■ WHAT TO WORK ON
Retype the data exactly, from its first line to the line containing "box: [210, 31, 216, 58]", including both, and skip any picture.

■ DATASET EXTRACT
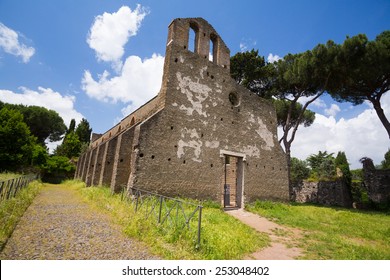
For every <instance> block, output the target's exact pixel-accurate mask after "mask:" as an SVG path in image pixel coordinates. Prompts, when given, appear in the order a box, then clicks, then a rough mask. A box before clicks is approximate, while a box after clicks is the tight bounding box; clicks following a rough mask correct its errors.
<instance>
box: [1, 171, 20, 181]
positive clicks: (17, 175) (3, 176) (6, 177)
mask: <svg viewBox="0 0 390 280" xmlns="http://www.w3.org/2000/svg"><path fill="white" fill-rule="evenodd" d="M20 176H22V175H21V174H17V173H9V172H5V173H0V181H6V180H9V179H13V178H17V177H20Z"/></svg>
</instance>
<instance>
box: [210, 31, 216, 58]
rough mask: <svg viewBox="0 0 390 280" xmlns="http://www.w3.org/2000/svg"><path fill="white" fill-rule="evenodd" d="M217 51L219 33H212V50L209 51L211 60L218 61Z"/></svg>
mask: <svg viewBox="0 0 390 280" xmlns="http://www.w3.org/2000/svg"><path fill="white" fill-rule="evenodd" d="M217 52H218V39H217V35H215V34H211V35H210V52H209V60H210V61H212V62H214V63H216V62H217Z"/></svg>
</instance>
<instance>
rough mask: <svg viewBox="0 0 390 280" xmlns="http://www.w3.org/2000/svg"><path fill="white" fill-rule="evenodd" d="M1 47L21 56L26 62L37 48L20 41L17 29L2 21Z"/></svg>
mask: <svg viewBox="0 0 390 280" xmlns="http://www.w3.org/2000/svg"><path fill="white" fill-rule="evenodd" d="M0 48H2V49H3V50H4V51H5V52H6V53H9V54H12V55H15V56H21V57H22V60H23V62H24V63H27V62H29V61H30V58H31V57H32V56H33V55H34V53H35V49H34V48H33V47H28V46H26V45H24V44H22V43H21V42H19V35H18V33H16V31H14V30H12V29H10V28H8V27H7V26H5V25H4V24H2V23H1V22H0Z"/></svg>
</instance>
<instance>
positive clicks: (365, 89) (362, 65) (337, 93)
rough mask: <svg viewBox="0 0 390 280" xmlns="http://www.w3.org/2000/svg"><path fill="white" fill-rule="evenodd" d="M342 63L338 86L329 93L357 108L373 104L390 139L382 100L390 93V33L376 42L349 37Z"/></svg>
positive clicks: (379, 35) (344, 48)
mask: <svg viewBox="0 0 390 280" xmlns="http://www.w3.org/2000/svg"><path fill="white" fill-rule="evenodd" d="M338 61H339V63H338V65H339V67H338V71H339V80H338V84H337V85H336V86H335V87H333V88H330V89H329V92H330V93H331V95H332V96H333V98H335V99H336V100H337V101H347V102H351V103H352V104H354V105H358V104H361V103H363V102H364V101H366V100H368V101H369V102H371V103H372V105H373V107H374V109H375V111H376V113H377V115H378V117H379V119H380V121H381V122H382V124H383V126H384V127H385V129H386V131H387V134H388V136H389V138H390V122H389V120H388V119H387V117H386V115H385V113H384V111H383V108H382V106H381V98H382V96H383V95H384V94H385V93H387V92H388V91H389V90H390V31H389V30H387V31H384V32H382V33H381V34H379V35H378V36H377V37H376V39H375V40H373V41H369V40H368V39H367V36H366V35H364V34H359V35H357V36H354V37H351V38H348V37H347V39H346V40H345V41H344V43H343V44H342V46H341V50H340V52H339V55H338Z"/></svg>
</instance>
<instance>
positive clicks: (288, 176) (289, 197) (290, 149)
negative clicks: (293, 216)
mask: <svg viewBox="0 0 390 280" xmlns="http://www.w3.org/2000/svg"><path fill="white" fill-rule="evenodd" d="M283 145H284V149H285V152H286V159H287V177H288V195H289V199H290V200H291V194H292V184H291V142H290V141H287V133H286V132H285V133H284V136H283Z"/></svg>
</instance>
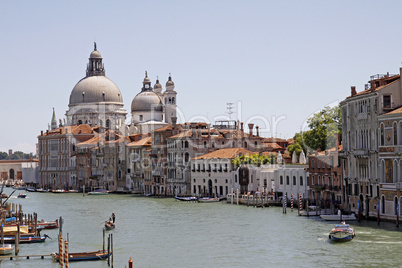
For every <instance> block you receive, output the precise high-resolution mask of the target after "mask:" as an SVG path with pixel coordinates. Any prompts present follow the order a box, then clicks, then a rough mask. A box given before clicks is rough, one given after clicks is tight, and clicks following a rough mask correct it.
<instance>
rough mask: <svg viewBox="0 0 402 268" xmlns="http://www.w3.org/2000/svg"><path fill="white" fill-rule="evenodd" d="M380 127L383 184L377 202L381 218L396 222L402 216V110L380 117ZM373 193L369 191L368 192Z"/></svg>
mask: <svg viewBox="0 0 402 268" xmlns="http://www.w3.org/2000/svg"><path fill="white" fill-rule="evenodd" d="M378 127H379V133H380V134H379V135H380V142H379V149H378V155H379V164H380V180H381V183H380V187H379V195H378V196H377V197H376V198H375V201H377V204H378V205H379V212H380V215H381V218H384V219H389V220H395V219H396V217H397V215H398V216H401V215H402V213H401V212H400V207H401V205H402V195H401V190H402V175H401V172H402V157H401V156H402V108H396V109H395V110H393V111H391V112H388V113H385V114H382V115H379V116H378ZM371 191H372V189H367V192H369V193H370V192H371ZM398 210H399V211H398Z"/></svg>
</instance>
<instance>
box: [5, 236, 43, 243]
mask: <svg viewBox="0 0 402 268" xmlns="http://www.w3.org/2000/svg"><path fill="white" fill-rule="evenodd" d="M46 238H48V236H47V235H43V236H31V235H27V236H21V237H20V244H23V243H24V244H27V243H41V242H45V241H46ZM4 242H7V243H11V244H15V236H6V237H4Z"/></svg>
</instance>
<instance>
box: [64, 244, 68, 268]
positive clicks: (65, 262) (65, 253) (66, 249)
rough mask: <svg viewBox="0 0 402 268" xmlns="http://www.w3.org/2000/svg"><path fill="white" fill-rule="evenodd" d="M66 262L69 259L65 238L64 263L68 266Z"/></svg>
mask: <svg viewBox="0 0 402 268" xmlns="http://www.w3.org/2000/svg"><path fill="white" fill-rule="evenodd" d="M68 263H69V259H68V241H67V239H66V240H64V264H65V266H64V267H66V268H68Z"/></svg>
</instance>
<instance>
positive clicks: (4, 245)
mask: <svg viewBox="0 0 402 268" xmlns="http://www.w3.org/2000/svg"><path fill="white" fill-rule="evenodd" d="M13 251H14V246H13V245H11V244H0V255H9V254H12V253H13Z"/></svg>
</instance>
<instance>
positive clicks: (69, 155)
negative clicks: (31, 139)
mask: <svg viewBox="0 0 402 268" xmlns="http://www.w3.org/2000/svg"><path fill="white" fill-rule="evenodd" d="M93 136H94V131H93V130H92V128H91V127H90V126H89V125H74V126H63V127H59V128H57V129H55V130H52V131H49V130H47V131H46V132H43V131H41V134H40V135H39V136H38V156H39V157H38V158H39V159H38V160H39V172H38V173H39V186H40V187H43V188H49V189H50V188H54V189H65V188H74V189H78V185H79V182H80V181H83V180H84V177H85V176H84V174H81V173H80V174H78V175H79V176H78V177H77V170H76V161H77V148H76V145H77V143H80V142H83V141H86V140H89V139H91V138H92V137H93Z"/></svg>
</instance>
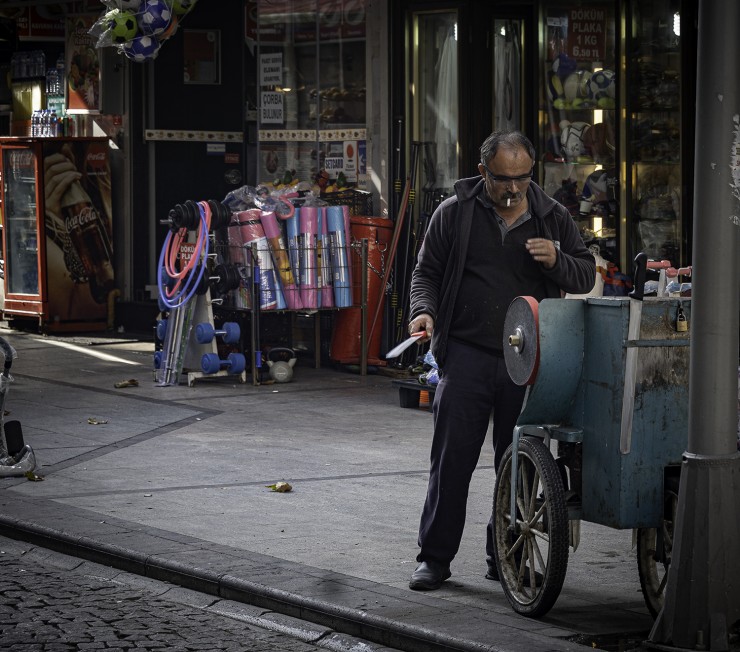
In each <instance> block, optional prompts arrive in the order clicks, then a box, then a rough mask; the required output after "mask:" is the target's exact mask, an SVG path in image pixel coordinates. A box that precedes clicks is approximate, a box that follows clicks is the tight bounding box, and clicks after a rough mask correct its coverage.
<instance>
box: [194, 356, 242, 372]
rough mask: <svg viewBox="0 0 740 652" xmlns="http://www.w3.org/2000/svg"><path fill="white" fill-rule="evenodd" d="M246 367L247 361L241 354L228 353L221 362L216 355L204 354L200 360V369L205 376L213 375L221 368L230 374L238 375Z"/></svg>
mask: <svg viewBox="0 0 740 652" xmlns="http://www.w3.org/2000/svg"><path fill="white" fill-rule="evenodd" d="M246 367H247V359H246V358H245V357H244V355H243V354H242V353H229V357H228V358H226V360H221V359H220V358H219V357H218V353H204V354H203V357H202V358H201V359H200V368H201V369H202V370H203V373H206V374H215V373H216V372H217V371H219V370H220V369H221V368H225V369H227V370H228V372H229V373H230V374H240V373H241V372H242V371H244V369H246Z"/></svg>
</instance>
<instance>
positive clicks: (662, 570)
mask: <svg viewBox="0 0 740 652" xmlns="http://www.w3.org/2000/svg"><path fill="white" fill-rule="evenodd" d="M678 485H679V478H677V477H673V476H672V477H669V478H667V479H666V487H665V493H664V496H663V525H662V526H661V527H660V528H640V529H639V530H637V570H638V572H639V573H640V586H641V587H642V594H643V595H644V596H645V604H646V605H647V608H648V611H650V613H651V614H652V615H653V618H657V616H658V614H659V613H660V610H661V609H662V608H663V601H664V599H665V585H666V582H667V581H668V567H669V566H670V565H671V556H672V554H673V531H674V527H675V523H676V510H677V509H678Z"/></svg>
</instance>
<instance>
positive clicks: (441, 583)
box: [409, 560, 451, 591]
mask: <svg viewBox="0 0 740 652" xmlns="http://www.w3.org/2000/svg"><path fill="white" fill-rule="evenodd" d="M450 575H451V573H450V567H449V565H447V564H440V563H439V562H436V561H431V560H430V561H423V562H421V564H419V565H418V566H417V567H416V570H415V571H414V572H413V573H412V574H411V581H410V582H409V588H410V589H413V590H414V591H435V590H437V589H438V588H439V587H440V586H442V582H444V581H445V580H446V579H447V578H448V577H450Z"/></svg>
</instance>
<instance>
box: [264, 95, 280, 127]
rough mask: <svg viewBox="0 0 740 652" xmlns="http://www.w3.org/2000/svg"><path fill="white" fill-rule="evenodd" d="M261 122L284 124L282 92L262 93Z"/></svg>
mask: <svg viewBox="0 0 740 652" xmlns="http://www.w3.org/2000/svg"><path fill="white" fill-rule="evenodd" d="M260 122H261V123H262V124H283V94H282V93H266V92H265V93H262V102H261V105H260Z"/></svg>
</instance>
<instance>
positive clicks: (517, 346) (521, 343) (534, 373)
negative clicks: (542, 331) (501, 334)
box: [504, 297, 540, 385]
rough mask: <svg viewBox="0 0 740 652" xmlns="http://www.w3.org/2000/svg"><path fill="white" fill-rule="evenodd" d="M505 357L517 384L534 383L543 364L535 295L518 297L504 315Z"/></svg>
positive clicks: (513, 301) (505, 359) (510, 376)
mask: <svg viewBox="0 0 740 652" xmlns="http://www.w3.org/2000/svg"><path fill="white" fill-rule="evenodd" d="M504 360H505V361H506V370H507V371H508V372H509V377H510V378H511V379H512V380H513V381H514V382H515V383H516V384H517V385H532V384H533V383H534V380H535V378H536V377H537V370H538V369H539V366H540V323H539V306H538V305H537V301H536V300H535V299H534V298H533V297H517V298H516V299H514V300H513V301H512V302H511V303H510V304H509V309H508V310H507V311H506V318H505V319H504Z"/></svg>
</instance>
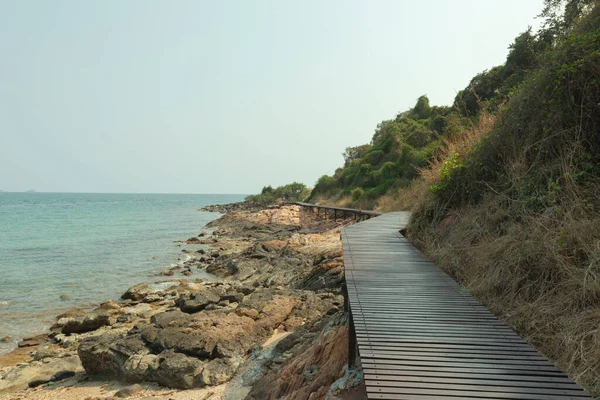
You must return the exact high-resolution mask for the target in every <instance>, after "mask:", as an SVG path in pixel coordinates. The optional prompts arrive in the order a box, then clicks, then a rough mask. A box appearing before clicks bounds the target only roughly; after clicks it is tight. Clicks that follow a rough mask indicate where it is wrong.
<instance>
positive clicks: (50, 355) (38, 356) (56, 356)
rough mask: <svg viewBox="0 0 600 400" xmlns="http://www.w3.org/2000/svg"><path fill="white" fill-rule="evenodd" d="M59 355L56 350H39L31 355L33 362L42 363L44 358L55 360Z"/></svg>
mask: <svg viewBox="0 0 600 400" xmlns="http://www.w3.org/2000/svg"><path fill="white" fill-rule="evenodd" d="M60 354H61V352H60V351H58V350H53V349H40V350H38V351H36V352H35V353H34V354H33V360H34V361H42V360H44V359H46V358H56V357H58V356H59V355H60Z"/></svg>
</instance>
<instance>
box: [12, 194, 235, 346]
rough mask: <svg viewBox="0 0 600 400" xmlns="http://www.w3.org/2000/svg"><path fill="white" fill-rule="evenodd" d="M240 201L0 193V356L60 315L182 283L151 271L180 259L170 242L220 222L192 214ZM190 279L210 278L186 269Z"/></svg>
mask: <svg viewBox="0 0 600 400" xmlns="http://www.w3.org/2000/svg"><path fill="white" fill-rule="evenodd" d="M244 197H245V195H229V194H228V195H218V194H92V193H7V192H0V339H3V338H4V341H2V340H0V354H3V353H6V352H8V351H10V350H11V349H13V348H15V347H16V344H17V342H18V341H19V340H21V339H22V338H23V337H27V336H31V335H34V334H38V333H42V332H44V331H47V329H48V328H49V327H50V326H51V325H52V324H53V323H54V322H55V317H56V315H58V314H59V313H61V312H63V311H65V310H68V309H72V308H76V307H79V308H89V307H92V306H93V305H95V304H98V303H100V302H102V301H105V300H109V299H118V298H119V297H120V295H121V294H122V293H123V292H125V291H126V290H127V288H129V287H130V286H132V285H134V284H137V283H140V282H148V283H152V284H155V285H157V286H160V285H163V286H164V285H168V283H166V282H164V281H166V280H169V279H171V280H172V279H173V278H177V279H180V278H184V276H183V275H182V276H181V277H179V276H177V275H175V276H173V277H159V276H157V273H158V272H160V271H161V270H162V269H165V268H169V267H172V266H175V265H176V264H178V263H182V262H184V261H185V260H186V255H185V254H184V253H182V251H181V250H182V249H183V248H185V247H186V245H182V244H181V243H176V241H180V240H186V239H188V238H189V237H192V236H197V235H199V234H200V233H202V232H205V230H204V226H205V225H206V224H207V223H208V222H210V221H211V220H214V219H216V218H218V217H219V216H220V214H218V213H211V212H203V211H199V208H200V207H202V206H205V205H210V204H223V203H231V202H236V201H241V200H243V198H244ZM187 247H188V248H190V249H191V247H193V246H187ZM197 248H200V247H198V245H196V246H195V247H194V249H197ZM195 278H210V276H209V275H208V274H206V272H204V271H202V270H194V274H193V275H192V276H190V279H195ZM7 337H8V338H7Z"/></svg>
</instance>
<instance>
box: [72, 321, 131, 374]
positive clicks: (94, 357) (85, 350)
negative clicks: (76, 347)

■ FINISHED TASK
For every <instance> block, output the target's exact pixel-accurate mask after "mask:" as an SVG path in image pixel coordinates. Prompts, when given, appear in the order a box, then clicks, then a rough mask. A box before clicks is approximate, while a box after clicks is the tight bounding box; clicks following a rough mask correct its errors.
<instance>
box: [1, 171, 20, 181]
positive clicks: (17, 175) (3, 176) (6, 177)
mask: <svg viewBox="0 0 390 280" xmlns="http://www.w3.org/2000/svg"><path fill="white" fill-rule="evenodd" d="M20 176H22V175H21V174H17V173H9V172H5V173H0V181H6V180H9V179H13V178H17V177H20Z"/></svg>
</instance>
<instance>
box: [210, 31, 216, 58]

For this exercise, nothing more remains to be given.